* _Task details_: Reproduce each of the entries below word for word, in the order they appear.

* _Record list_:
○ ○ ○ ○ ○ ○ ○

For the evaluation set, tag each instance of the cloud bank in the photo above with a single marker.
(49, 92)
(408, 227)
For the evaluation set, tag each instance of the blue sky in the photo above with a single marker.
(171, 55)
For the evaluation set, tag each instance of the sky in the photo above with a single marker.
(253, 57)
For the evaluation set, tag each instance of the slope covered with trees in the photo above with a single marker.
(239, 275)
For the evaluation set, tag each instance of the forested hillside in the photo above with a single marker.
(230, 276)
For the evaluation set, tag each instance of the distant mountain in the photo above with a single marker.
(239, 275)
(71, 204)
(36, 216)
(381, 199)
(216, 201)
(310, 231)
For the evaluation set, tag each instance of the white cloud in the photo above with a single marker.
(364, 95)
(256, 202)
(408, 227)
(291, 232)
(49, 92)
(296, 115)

○ ○ ○ ○ ○ ○ ○

* _Output of the task_:
For the evaluation set, tag each instance of the cloud bank in the photo above with a single marker.
(49, 92)
(408, 227)
For the evaluation set, tag each instance of the blue sky in the photo above with a single marker.
(171, 55)
For the evaluation set, tag each instance of the sky in the photo above with a single marker.
(253, 57)
For the evaluation set, tag each instance of the slope covered with trees in the photo above with a single marker.
(239, 275)
For the evaluation set, tag each instance of the forested hillside in the photo above with a single marker.
(230, 276)
For the evaluation set, tag each instance of the distant mountain in the photo above with a single marker.
(239, 275)
(71, 204)
(36, 216)
(381, 199)
(216, 201)
(310, 231)
For the evaluation set, tag each instance of the white cloud in the photo above with a single marker.
(364, 95)
(256, 202)
(408, 227)
(291, 232)
(49, 92)
(296, 115)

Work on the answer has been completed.